Pull each line containing "woman" out of the listing below.

***** INPUT DATA *****

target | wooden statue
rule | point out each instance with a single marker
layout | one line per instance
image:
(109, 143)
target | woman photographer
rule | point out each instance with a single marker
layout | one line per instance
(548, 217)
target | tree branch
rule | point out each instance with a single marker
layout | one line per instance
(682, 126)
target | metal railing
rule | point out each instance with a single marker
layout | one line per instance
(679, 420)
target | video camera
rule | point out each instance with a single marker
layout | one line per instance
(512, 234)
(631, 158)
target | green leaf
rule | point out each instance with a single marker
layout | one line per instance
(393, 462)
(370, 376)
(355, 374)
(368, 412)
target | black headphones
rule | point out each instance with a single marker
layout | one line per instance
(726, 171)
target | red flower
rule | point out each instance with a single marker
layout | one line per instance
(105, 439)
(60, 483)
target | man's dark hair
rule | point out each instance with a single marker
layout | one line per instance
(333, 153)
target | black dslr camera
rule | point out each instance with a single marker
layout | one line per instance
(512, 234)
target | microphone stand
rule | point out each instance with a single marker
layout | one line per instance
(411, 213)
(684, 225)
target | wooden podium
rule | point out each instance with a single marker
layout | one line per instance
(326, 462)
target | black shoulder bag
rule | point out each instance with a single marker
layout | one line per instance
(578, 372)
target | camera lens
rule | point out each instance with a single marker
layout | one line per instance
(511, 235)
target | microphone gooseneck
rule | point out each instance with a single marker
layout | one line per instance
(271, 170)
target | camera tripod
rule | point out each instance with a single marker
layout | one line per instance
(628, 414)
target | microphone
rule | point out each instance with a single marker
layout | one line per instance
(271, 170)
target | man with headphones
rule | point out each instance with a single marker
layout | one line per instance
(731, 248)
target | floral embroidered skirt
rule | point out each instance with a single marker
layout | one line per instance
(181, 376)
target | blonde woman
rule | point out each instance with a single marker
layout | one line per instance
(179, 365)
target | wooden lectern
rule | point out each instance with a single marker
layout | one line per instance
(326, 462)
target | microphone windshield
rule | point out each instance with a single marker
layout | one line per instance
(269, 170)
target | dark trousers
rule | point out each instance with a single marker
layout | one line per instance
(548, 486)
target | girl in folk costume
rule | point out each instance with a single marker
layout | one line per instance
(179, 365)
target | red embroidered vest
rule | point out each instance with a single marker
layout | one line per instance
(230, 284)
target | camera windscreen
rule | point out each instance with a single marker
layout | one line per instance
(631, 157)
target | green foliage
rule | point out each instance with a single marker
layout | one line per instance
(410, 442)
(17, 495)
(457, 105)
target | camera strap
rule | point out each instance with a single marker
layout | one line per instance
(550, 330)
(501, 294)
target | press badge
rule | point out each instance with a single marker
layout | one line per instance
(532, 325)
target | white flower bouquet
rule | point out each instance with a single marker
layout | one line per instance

*****

[RESPONSE BELOW]
target | woman photographer
target | blonde woman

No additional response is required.